Rewrite all of the items below, changing "single line" to "one line" wherever it occurs and leaving everything else untouched.

## BEGIN MATERIAL FOR THE TASK

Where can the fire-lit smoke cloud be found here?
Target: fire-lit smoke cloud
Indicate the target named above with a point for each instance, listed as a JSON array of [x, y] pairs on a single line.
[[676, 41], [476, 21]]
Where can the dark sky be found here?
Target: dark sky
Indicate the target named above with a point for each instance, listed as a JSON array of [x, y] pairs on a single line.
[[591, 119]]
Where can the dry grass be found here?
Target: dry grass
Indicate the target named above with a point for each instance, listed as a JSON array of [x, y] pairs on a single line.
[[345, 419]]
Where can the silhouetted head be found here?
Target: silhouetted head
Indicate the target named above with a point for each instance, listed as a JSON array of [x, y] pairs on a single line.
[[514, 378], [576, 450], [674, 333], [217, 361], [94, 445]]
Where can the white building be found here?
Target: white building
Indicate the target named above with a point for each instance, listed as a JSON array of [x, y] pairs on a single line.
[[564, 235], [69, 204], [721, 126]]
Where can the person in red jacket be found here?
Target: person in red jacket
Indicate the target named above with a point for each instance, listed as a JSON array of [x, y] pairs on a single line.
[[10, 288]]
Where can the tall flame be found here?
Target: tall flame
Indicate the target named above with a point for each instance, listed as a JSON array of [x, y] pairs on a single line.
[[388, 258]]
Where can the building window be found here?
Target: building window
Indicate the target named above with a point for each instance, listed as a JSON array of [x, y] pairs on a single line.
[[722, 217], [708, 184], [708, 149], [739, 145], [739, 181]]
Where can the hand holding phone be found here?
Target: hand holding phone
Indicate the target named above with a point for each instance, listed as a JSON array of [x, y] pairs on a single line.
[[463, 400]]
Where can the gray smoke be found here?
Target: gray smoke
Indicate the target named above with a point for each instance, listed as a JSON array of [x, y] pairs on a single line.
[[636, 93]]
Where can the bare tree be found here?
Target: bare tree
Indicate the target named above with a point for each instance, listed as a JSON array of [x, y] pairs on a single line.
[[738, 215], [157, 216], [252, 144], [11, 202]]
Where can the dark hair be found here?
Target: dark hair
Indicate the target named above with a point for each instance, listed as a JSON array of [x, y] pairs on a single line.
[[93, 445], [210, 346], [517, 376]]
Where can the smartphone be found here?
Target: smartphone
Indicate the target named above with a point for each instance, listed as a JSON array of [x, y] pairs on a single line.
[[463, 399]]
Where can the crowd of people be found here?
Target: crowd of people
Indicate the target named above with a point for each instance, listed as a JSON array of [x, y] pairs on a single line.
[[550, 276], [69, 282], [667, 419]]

## END MATERIAL FOR THE TASK

**ANSWER IN FULL**
Where can the fire-lit smoke cloud be found here?
Target: fire-lit smoke cloud
Indicate the target named above with a point for each instance, listed as a JSON array of [x, y] pairs on a one line.
[[676, 41], [476, 21]]
Where can the dark sky be found here?
Target: dark sky
Indicate the target named above with a point for each instance, listed as a JSON array of [x, y] pairs on a one line.
[[591, 119]]
Where can the dry grass be found here?
Target: dry grass
Indicate the target named above with a point for each instance, listed as a JSON array of [x, y] pairs on a one line.
[[345, 419]]
Where can the silhouetted head be found here?
Target: silhouetted head
Indicate the target named above with a point for each instance, listed as a JSON array of [x, y] pairs on a one line.
[[514, 378], [576, 450], [674, 333], [217, 361], [94, 445]]
Where can the white building be found here?
Target: white building
Indicate the target named above with a point for each instance, listed as a JSON array of [x, y] pairs on a one line.
[[564, 235], [69, 204], [721, 126]]
Where can the person in red jacket be found here?
Target: person in red jacket
Indicate the target named above with a point for each instance, listed as a JSON array of [x, y] pairs on a one line.
[[10, 288]]
Where can the tall flame be found here?
Target: tall flame
Indicate the target named above with a point for each instance, listed as a JSON array of [x, y] pairs on a one line.
[[388, 258]]
Where can the building window be found here?
Target: building window
Indicate the target named above with a point for each instance, listed as a JSON array of [x, y] pairs on a one line.
[[722, 217], [708, 184], [708, 149], [739, 145], [739, 181]]
Where can the hand holding phone be found here?
Target: hand holding phone
Indicate the target named above with a point for each instance, listed as a JSON array of [x, y] pairs on a one line.
[[463, 400]]
Where can the gray smoke be found here?
Target: gray smoke
Indicate the target named above with a point for each instance, listed as a JSON array of [x, y] pairs on a one line.
[[636, 93]]
Where can the bare tree be found here?
Target: bare tree
Indicate the target named above with a point for each instance, listed as a JSON array of [x, y] pairs on a one line.
[[738, 215], [157, 216], [252, 144], [11, 202]]
Where can the dark hair be found here?
Target: dark hair
Indicate the target named above with a point for each instance, listed as a JSON array of [x, y] pairs on a one line.
[[93, 445], [210, 346], [517, 376]]
Where can the smartphone be found here?
Target: smartphone
Indicate the target named above with a point for each instance, listed as a JSON array of [x, y] pairs on a one line.
[[463, 399]]
Where can the crowd of people be found here?
Target: crowd of people
Indicate the target named above with a point for each instance, listed as a JSON array of [x, y] pairs on a one line.
[[550, 276], [69, 282], [667, 419]]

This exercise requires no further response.